**TASK DESCRIPTION:** Turn the lines of the records below into a numbered list, starting with the line containing "Mark the white flower with a point." and running through the final line of the records. Leave out any blank lines.

═══ THE INPUT ═══

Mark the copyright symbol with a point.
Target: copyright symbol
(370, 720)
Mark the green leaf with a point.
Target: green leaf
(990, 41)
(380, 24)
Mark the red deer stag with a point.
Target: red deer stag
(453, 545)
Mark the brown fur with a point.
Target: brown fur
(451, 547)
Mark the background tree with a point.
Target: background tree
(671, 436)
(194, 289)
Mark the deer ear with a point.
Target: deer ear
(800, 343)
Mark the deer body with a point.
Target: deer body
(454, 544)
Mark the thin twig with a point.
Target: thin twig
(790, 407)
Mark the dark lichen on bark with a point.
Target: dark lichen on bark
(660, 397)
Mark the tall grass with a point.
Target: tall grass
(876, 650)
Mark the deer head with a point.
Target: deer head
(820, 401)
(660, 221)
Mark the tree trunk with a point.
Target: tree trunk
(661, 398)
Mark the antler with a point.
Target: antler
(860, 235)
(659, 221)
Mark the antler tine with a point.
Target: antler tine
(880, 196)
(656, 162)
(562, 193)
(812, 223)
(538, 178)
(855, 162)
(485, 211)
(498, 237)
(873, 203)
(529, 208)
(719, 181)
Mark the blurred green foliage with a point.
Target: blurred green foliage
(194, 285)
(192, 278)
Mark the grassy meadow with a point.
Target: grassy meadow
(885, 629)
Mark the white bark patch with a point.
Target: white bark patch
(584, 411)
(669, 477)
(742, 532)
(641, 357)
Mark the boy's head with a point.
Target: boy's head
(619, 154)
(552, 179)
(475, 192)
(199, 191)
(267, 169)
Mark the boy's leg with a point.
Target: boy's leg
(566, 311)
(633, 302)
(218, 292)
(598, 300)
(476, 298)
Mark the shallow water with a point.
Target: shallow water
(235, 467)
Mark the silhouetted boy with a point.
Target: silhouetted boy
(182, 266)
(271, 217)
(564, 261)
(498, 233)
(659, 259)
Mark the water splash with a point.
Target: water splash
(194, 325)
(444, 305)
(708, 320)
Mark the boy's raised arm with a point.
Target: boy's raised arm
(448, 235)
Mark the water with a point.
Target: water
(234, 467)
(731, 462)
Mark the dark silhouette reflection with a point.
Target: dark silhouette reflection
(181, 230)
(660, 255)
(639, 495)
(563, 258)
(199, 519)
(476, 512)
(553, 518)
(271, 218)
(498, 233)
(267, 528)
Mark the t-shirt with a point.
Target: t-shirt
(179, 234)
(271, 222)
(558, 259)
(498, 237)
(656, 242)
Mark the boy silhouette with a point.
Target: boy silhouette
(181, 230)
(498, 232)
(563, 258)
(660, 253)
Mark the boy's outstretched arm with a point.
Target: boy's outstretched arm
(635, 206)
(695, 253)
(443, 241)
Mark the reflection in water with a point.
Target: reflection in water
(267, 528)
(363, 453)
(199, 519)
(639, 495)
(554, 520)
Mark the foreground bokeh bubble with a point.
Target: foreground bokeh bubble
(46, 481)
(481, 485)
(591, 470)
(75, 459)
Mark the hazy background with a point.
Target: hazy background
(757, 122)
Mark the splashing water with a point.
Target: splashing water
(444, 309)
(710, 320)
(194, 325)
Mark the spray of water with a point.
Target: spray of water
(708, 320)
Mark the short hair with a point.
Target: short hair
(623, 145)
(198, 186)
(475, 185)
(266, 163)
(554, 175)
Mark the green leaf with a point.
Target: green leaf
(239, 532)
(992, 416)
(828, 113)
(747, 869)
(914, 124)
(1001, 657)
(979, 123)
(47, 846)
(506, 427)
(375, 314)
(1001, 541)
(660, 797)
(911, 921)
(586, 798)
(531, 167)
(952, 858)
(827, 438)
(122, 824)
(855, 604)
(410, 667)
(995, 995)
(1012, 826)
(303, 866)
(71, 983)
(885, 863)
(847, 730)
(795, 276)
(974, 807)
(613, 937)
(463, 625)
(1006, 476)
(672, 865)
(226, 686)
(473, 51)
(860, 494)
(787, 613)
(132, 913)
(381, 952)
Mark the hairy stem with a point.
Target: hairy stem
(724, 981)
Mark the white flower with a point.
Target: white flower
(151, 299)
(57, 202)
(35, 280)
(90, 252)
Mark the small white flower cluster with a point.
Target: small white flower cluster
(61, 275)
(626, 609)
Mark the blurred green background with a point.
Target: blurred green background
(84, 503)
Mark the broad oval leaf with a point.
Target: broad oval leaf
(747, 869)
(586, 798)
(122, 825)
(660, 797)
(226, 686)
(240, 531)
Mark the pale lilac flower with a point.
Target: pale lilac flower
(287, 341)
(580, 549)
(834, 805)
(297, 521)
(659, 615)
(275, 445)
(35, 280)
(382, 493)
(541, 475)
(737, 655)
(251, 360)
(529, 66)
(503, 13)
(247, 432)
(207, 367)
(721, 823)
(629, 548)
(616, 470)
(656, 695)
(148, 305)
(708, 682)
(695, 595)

═══

**ANSWER BELOW:**
1. Mark the white flower with a point.
2. Target: white flower
3. (151, 299)
4. (57, 202)
5. (35, 280)
6. (90, 252)
7. Mark the small white flower cluster with a point.
8. Target: small white flower cluster
9. (61, 275)
10. (626, 609)
11. Mark the blurred green background with a point.
12. Target: blurred green background
13. (84, 503)
14. Mark the broad oval leaf with a point.
15. Target: broad oval leaf
16. (747, 869)
17. (586, 798)
18. (122, 825)
19. (660, 797)
20. (226, 686)
21. (240, 531)
22. Mark the pale lilac flower with a point.
23. Target: pale lilac flower
24. (287, 341)
25. (580, 549)
26. (834, 805)
27. (297, 521)
28. (659, 615)
29. (275, 445)
30. (35, 280)
31. (382, 493)
32. (541, 475)
33. (737, 655)
34. (251, 360)
35. (529, 66)
36. (503, 13)
37. (247, 432)
38. (207, 367)
39. (721, 823)
40. (629, 548)
41. (616, 470)
42. (656, 695)
43. (148, 305)
44. (708, 682)
45. (695, 595)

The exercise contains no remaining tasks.